PROMPT - Copy the entries exactly. Their pictures do not belong in the copy.

INPUT RECORDS -

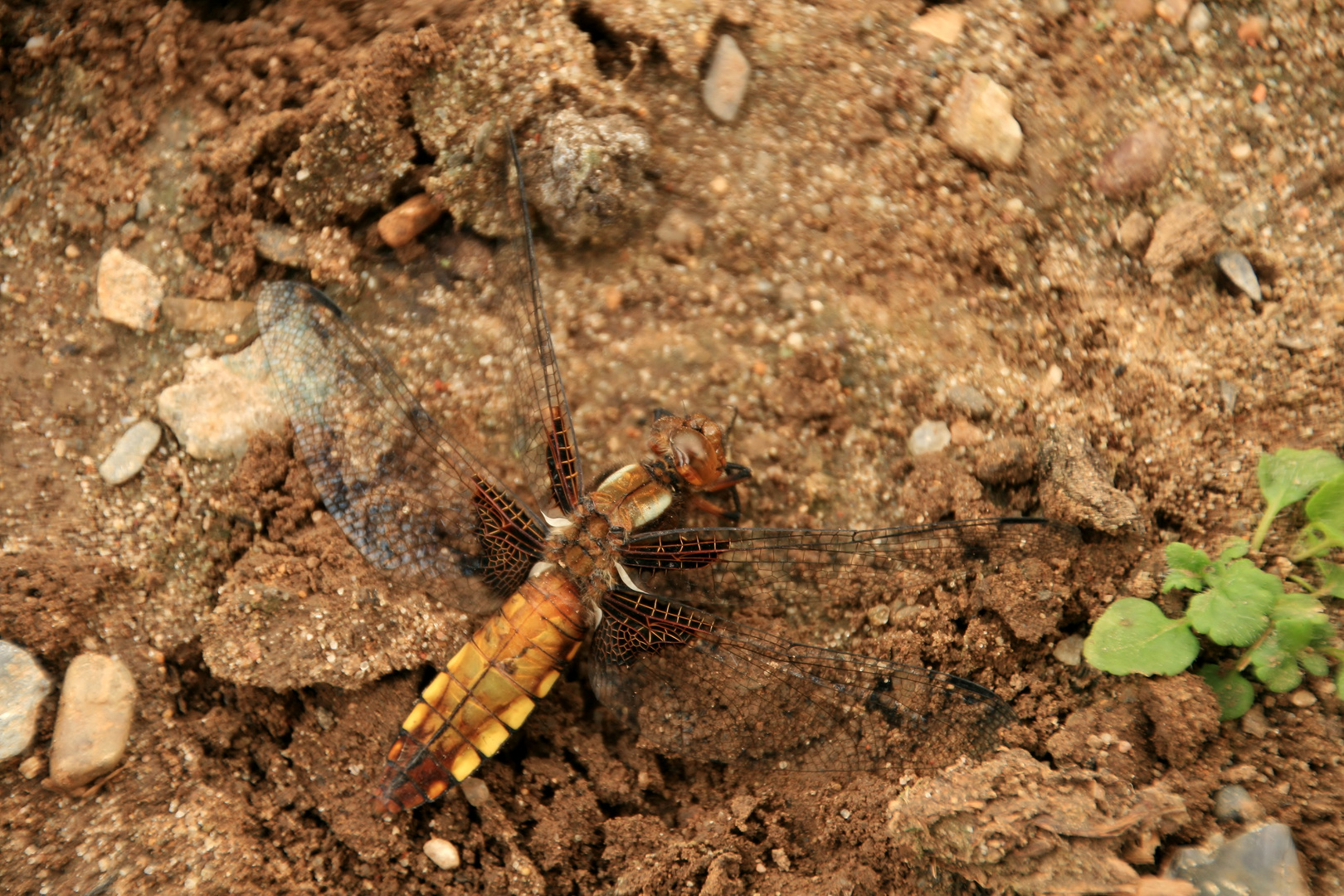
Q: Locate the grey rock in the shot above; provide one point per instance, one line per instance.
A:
(130, 451)
(726, 82)
(281, 245)
(23, 687)
(1070, 650)
(1137, 163)
(221, 403)
(1075, 485)
(587, 180)
(93, 722)
(128, 292)
(1235, 804)
(971, 402)
(1239, 273)
(977, 124)
(929, 438)
(1135, 232)
(1259, 863)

YOUR RESPONSE -
Q: Locate the grey rock in the shot above; provide one point per instance, one line per instance.
A:
(130, 451)
(726, 82)
(281, 245)
(23, 687)
(1070, 650)
(1137, 163)
(221, 403)
(1075, 485)
(587, 180)
(93, 722)
(128, 292)
(1235, 804)
(971, 402)
(1239, 273)
(977, 124)
(929, 438)
(1135, 232)
(1259, 863)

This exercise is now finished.